--- start EXTRACT ---

> Opus 4.7 uses an updated tokenizer that improves how the model processes text. The tradeoff is ...

cupofjoakim • yesterday at 2:43 PM • 19 replies • view on HN

> Opus 4.7 uses an updated tokenizer that improves how the model processes text. The tradeoff is that the same input can map to more tokens—roughly 1.0–1.35× depending on the content type.

caveman[0] is becoming more relevant by the day. I already enjoy reading its output more than vanilla so suits me well.

[0] https://github.com/JuliusBrussee/caveman/tree/main

Replies

Tiberium • yesterday at 2:47 PM

I hope people realize that tools like caveman are mostly joke/prank projects - almost the entirety of the context spent is in file reads (for input) and reasoning (in output), you will barely save even 1% with such a tool, and might actually confuse the model more or have it reason for more tokens because it'll have to formulate its respone in the way that satisfies the requirements.

--- end EXTRACT ---
--- start EXCERPTED RECORDS ---

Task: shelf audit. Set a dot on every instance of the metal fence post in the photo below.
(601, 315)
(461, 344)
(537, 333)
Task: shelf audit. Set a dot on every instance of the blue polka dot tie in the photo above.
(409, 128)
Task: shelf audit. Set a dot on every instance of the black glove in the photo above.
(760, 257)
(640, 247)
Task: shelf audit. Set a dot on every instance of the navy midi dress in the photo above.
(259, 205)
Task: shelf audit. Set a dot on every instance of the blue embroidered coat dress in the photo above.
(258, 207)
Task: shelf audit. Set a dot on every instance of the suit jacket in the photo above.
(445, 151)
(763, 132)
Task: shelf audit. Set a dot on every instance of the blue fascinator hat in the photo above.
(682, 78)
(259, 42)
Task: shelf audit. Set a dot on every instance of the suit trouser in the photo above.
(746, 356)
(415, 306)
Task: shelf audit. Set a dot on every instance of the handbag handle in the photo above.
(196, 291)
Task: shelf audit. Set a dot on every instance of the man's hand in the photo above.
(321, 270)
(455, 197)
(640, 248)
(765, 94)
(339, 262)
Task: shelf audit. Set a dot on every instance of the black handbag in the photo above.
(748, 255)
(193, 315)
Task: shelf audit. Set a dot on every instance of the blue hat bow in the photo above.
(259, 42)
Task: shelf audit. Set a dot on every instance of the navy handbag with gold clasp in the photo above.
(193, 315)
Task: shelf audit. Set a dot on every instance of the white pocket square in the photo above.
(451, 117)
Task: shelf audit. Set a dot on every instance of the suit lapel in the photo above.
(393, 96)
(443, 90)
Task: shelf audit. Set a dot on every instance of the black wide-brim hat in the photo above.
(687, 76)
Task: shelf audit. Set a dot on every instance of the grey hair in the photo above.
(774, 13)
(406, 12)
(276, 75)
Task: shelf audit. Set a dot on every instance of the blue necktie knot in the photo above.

--- end EXCERPTED RECORDS ---

◆ INSTRUCTIONS ◆
**1)** Answer these questions from the thread:
(a) By how much can the same input grow in tokens under the updated tokenizer?
(b) According to the reply, where is almost all of the context spent?
(c) How much does the reply say a tool like caveman will save?
**2)** Using the thread, explain why the reply considers tools like caveman to save little.
The items have no connection to the thread.

◆ SOLUTION LIST ◆
**1)**
(a) Roughly 1.0–1.35×, depending on the content type.
(b) In file reads for input and in reasoning for output.
(c) Barely even 1%.

**2)** Almost all of the context goes to file reads on input and to reasoning on output, so such a tool saves barely 1%. It may even add tokens by causing more confusion or longer reasoning, since the response has to be phrased to meet the tool's requirements.